__TASKS AND EXERCISES__:
1 > Copy the annotated coordinate rows verbatim, starting at the first row and ending with the line that contains "[106,146,118,159]".
2 > Extend the commentary on the view of Chicago's glowing skyline, picking up right after its final sentence.

__TEXT EXTRACT__:
So instead of horizontal and boring, Lew's view was vertical and exciting!
"a mirage of downtown Chicago ascended to a kind of lurid acropolis"
I guess his view is mostly of the light of Chicago, shining up above the city. So he's seeing not the city but "a mirage" of the city, kind of floating up as if some kind of fortress on a hilltop, lurid due to the display of lights. Possibly he's also seeing a "Fata Morgana" of the city.
"its light as if from nightly immolation warped to the red end of the spectrum"
Light shifts to the red end of the spectrum when moving away from the viewer. Does this mean Lew or Chicago is moving further from the other? Or is this just meant to say the light of Chicago, which is normally the regular old yellow color, seems redder as it escapes the city, making the city look less like a city and more like something burning?
"smoldering as if always just about to explode into open flames"
Okay, not burning, not yet! But smoldering! As if Chicago is a powder keg just about ready to kick off and show the world something spectacular.

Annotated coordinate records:
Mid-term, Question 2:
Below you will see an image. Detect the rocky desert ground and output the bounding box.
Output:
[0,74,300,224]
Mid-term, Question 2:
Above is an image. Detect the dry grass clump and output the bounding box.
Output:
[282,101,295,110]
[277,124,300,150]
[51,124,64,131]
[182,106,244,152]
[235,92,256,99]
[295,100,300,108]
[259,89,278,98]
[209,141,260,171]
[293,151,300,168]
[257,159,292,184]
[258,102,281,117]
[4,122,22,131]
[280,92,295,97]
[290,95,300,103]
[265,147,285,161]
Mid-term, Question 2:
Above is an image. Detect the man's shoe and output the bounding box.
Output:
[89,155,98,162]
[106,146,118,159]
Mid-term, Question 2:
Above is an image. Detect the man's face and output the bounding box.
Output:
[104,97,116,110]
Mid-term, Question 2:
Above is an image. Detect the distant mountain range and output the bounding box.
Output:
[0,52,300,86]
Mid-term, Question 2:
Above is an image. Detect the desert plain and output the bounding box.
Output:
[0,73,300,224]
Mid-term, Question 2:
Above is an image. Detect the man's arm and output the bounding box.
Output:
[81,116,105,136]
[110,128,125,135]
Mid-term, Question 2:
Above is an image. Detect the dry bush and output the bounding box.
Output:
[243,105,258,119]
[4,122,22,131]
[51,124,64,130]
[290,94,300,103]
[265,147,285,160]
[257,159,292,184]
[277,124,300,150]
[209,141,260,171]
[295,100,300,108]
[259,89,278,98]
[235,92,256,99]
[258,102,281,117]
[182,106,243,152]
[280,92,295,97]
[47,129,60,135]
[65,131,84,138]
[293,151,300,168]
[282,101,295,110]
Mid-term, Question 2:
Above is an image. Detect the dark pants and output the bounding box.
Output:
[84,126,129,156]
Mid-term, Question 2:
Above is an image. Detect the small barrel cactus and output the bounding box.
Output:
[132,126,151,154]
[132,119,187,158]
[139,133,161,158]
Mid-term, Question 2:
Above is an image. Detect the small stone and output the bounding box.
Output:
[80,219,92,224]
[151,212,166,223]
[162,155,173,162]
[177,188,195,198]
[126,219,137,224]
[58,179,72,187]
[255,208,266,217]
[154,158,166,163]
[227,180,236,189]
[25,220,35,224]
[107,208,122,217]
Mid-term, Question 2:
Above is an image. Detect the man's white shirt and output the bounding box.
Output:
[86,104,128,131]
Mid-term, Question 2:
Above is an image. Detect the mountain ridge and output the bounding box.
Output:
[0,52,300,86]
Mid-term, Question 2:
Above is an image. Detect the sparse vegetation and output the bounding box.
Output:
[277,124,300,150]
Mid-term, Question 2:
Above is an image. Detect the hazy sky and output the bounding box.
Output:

__SOLVED TASKS__:
1 >
Mid-term, Question 2:
Below you will see an image. Detect the rocky desert ground and output the bounding box.
Output:
[0,74,300,224]
Mid-term, Question 2:
Above is an image. Detect the dry grass clump and output the bounding box.
Output:
[282,101,295,110]
[277,124,300,150]
[51,124,64,131]
[182,106,244,152]
[235,92,256,99]
[295,100,300,108]
[259,89,278,98]
[209,141,260,171]
[293,151,300,168]
[257,159,292,184]
[258,102,281,117]
[4,122,22,131]
[280,92,295,97]
[290,95,300,103]
[265,147,285,161]
Mid-term, Question 2:
Above is an image. Detect the man's shoe and output the bounding box.
Output:
[89,155,98,162]
[106,146,118,159]

2 >
Whatever this description ultimately means, it's definitely a reminder of the time the whole city burnt to the ground in 1871. I doubt Lew's recount of his life before coming to work with Nate Privett's detective agency takes place over twenty years prior but if so, Lew might be having a prophetic vision in this scene! Nah, Lew is definitely not in his forties when he winds up on the Inconvenience. He's referred to as a young man at the beginning of the section and in no way would even a man of Pynchon's age, nearly 70, when he wrote this think of a forty year old as a young man. No wait. A seventy year old would almost certainly call me a young man in public even though I'm nearly fifty. But I don't think a writer would describe a middle-aged character as young. That would simply be poor writing.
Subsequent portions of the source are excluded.